- **SUPPLIED RECORDS**:
======

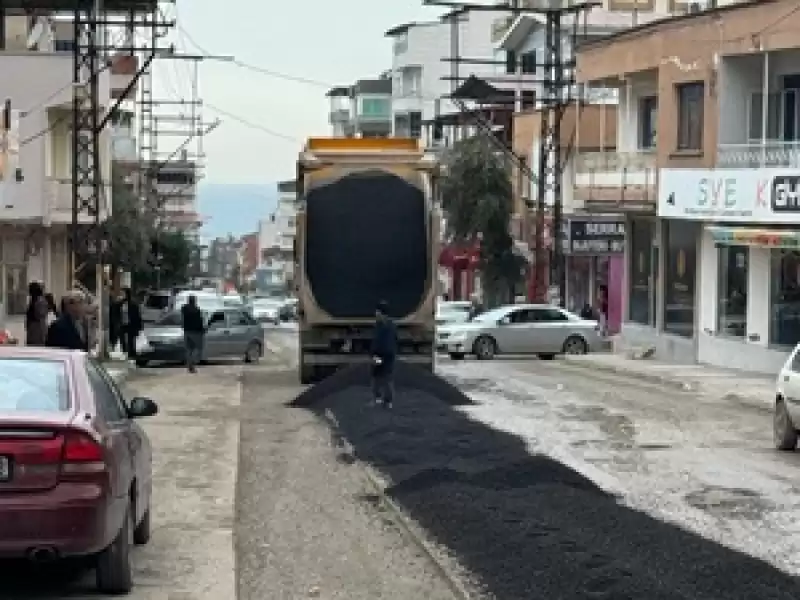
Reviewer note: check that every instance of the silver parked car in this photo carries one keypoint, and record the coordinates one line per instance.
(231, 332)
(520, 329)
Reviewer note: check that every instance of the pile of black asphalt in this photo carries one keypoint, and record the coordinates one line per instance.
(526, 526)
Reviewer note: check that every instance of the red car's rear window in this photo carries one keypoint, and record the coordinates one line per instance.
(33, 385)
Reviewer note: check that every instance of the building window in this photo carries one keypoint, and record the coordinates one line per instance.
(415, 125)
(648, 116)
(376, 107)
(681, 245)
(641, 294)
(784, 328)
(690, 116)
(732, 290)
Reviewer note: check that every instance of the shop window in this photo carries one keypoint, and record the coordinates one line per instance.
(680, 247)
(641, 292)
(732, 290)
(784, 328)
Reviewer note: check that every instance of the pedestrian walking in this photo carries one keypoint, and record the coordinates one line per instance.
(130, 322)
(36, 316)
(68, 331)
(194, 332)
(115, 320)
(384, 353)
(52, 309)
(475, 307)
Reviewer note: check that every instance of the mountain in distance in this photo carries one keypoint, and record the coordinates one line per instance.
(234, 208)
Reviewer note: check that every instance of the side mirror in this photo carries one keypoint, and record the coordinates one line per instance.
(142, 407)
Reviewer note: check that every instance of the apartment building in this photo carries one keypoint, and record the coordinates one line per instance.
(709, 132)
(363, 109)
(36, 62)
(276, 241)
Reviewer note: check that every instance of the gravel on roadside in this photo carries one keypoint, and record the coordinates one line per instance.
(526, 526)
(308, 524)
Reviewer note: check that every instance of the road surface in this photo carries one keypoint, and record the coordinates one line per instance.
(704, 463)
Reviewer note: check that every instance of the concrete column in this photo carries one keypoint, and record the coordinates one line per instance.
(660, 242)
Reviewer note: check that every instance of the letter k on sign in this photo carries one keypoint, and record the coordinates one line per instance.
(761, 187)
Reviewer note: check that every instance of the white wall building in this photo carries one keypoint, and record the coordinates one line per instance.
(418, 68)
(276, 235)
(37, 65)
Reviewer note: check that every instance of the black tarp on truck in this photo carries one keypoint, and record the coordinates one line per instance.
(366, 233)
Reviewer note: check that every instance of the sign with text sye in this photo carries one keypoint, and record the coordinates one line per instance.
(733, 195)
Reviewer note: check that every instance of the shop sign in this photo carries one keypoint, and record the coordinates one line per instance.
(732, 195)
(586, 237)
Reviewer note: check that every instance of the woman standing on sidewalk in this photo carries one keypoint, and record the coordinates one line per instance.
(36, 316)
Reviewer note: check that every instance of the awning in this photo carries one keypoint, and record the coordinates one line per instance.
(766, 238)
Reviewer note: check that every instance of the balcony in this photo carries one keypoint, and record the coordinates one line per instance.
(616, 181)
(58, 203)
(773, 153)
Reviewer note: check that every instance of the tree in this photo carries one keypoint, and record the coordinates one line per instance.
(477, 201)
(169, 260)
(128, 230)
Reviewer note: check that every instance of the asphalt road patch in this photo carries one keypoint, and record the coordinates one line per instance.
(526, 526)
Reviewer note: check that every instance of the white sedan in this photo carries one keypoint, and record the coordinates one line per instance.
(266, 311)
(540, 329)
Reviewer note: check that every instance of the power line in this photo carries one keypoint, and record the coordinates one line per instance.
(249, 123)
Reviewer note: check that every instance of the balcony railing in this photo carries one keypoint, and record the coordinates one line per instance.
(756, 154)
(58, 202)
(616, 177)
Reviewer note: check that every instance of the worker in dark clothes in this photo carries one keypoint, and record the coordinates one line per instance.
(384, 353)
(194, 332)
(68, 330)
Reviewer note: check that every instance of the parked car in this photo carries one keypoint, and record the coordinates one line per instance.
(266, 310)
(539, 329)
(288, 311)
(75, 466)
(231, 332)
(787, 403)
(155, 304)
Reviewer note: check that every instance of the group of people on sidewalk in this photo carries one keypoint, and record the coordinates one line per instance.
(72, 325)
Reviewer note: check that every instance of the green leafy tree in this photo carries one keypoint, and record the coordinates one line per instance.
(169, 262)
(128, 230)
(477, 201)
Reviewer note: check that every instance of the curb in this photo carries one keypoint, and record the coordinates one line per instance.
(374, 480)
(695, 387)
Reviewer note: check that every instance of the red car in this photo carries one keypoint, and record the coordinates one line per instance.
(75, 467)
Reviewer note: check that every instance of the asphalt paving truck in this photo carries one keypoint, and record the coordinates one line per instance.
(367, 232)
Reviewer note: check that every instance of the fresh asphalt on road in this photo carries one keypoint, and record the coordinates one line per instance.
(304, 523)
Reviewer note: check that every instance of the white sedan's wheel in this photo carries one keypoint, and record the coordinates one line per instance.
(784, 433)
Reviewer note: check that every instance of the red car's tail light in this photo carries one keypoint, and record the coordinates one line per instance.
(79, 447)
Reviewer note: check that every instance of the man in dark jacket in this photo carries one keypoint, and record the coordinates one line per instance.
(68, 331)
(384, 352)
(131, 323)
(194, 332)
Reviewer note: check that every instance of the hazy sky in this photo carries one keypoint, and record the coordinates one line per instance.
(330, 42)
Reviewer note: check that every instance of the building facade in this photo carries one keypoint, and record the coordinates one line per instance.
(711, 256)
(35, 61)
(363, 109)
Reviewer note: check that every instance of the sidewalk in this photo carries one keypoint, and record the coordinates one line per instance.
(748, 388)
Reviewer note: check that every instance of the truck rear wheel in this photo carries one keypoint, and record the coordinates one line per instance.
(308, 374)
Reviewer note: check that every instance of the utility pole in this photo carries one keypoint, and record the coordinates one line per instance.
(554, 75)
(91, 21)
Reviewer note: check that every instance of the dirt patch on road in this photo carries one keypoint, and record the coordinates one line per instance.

======

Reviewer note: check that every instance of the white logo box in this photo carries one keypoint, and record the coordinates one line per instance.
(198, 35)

======

Lay out the records as a Markdown table with the columns Row and Record line, starting at the line that contains "Reviewer note: check that every instance of the utility" and ending after the line that contains "Reviewer note: check that every instance of the dirt". Number each row and leave out any blank lines.

| Row | Record line |
|---|---|
| 1 | Reviewer note: check that every instance of the utility pole in this photo carries one keypoint, and record the coordinates one line per instance. |
| 2 | (554, 75) |
| 3 | (91, 21) |
| 4 | Reviewer note: check that every instance of the dirt patch on road in this photo carries one keypoint, and record the coordinates one line per instance. |